CloudFront Logs to OpenSearch via AWS Lambda
Overview
This guide will walk you through setting up an AWS Lambda function that automatically sends CloudFront access logs (stored in S3) to an OpenSearch index, allowing you to query and analyze CDN traffic in real time.
What You’ll Need
Before you begin, make sure you have:
An AWS account with:
- A CloudFront distribution (logging enabled)
- An S3 bucket to store the logs
- An OpenSearch domain
AWS CLI installed
Basic familiarity with Lambda and IAM
High-Level Flow
- CloudFront sends logs to S3.
- An S3 event triggers an SNS notification.
- SNS invokes a Lambda function.
- Lambda:
- Downloads the log file from S3
- Decompresses and parses it
- Formats it
- Sends it to OpenSearch using bulk indexing
Step-by-Step Implementation
1. Enable CloudFront Logging
- Go to your CloudFront distribution.
- Under General → Logging, enable logging.
++++++++++
■ **Stated exercise A**: Please rewrite the records as a JSON list of strings, one string per line, with blank lines left out. Begin at the line that has "of the steel" and stop at the last line of the records.
The records have no connection to the guide.
++++++++++
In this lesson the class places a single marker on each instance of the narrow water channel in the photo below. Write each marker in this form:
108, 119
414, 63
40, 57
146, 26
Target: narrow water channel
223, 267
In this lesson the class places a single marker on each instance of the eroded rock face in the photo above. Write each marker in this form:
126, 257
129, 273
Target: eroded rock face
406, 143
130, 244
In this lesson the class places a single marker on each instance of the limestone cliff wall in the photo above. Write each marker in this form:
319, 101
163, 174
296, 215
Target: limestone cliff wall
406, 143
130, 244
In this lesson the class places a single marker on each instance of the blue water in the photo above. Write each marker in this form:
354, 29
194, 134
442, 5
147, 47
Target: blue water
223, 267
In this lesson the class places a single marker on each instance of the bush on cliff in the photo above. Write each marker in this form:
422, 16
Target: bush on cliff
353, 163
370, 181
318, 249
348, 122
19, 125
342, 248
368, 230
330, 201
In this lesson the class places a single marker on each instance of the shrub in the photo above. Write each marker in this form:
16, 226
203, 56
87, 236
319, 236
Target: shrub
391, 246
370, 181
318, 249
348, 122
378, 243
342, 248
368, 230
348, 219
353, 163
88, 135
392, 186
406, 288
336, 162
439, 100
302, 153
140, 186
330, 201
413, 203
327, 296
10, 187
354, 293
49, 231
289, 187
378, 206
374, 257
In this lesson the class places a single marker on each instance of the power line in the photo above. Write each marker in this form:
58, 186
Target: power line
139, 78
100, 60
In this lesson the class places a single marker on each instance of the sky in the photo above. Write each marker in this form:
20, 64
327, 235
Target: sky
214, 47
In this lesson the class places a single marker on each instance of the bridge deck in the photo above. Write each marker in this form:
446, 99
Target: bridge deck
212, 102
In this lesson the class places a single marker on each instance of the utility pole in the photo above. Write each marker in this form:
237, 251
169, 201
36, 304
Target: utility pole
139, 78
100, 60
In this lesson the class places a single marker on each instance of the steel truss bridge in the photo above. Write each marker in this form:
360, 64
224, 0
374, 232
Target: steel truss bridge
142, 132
++++++++++
■ **Stated exercise B**: Copy the whole guide on sending CloudFront logs to OpenSearch word for word.

■ **Exercise result A**:
[
  "In this lesson the class places a single marker on each instance of the steel truss bridge in the photo above. Write each marker in this form:",
  "360, 64",
  "224, 0",
  "374, 232",
  "Target: steel truss bridge",
  "142, 132"
]

■ **Exercise result B**:
CloudFront Logs to OpenSearch via AWS Lambda
Overview
This guide will walk you through setting up an AWS Lambda function that automatically sends CloudFront access logs (stored in S3) to an OpenSearch index, allowing you to query and analyze CDN traffic in real time.
What You’ll Need
Before you begin, make sure you have:
An AWS account with:
- A CloudFront distribution (logging enabled)
- An S3 bucket to store the logs
- An OpenSearch domain
AWS CLI installed
Basic familiarity with Lambda and IAM
High-Level Flow
- CloudFront sends logs to S3.
- An S3 event triggers an SNS notification.
- SNS invokes a Lambda function.
- Lambda:
- Downloads the log file from S3
- Decompresses and parses it
- Formats it
- Sends it to OpenSearch using bulk indexing
Step-by-Step Implementation
1. Enable CloudFront Logging
- Go to your CloudFront distribution.
- Under General → Logging, enable logging.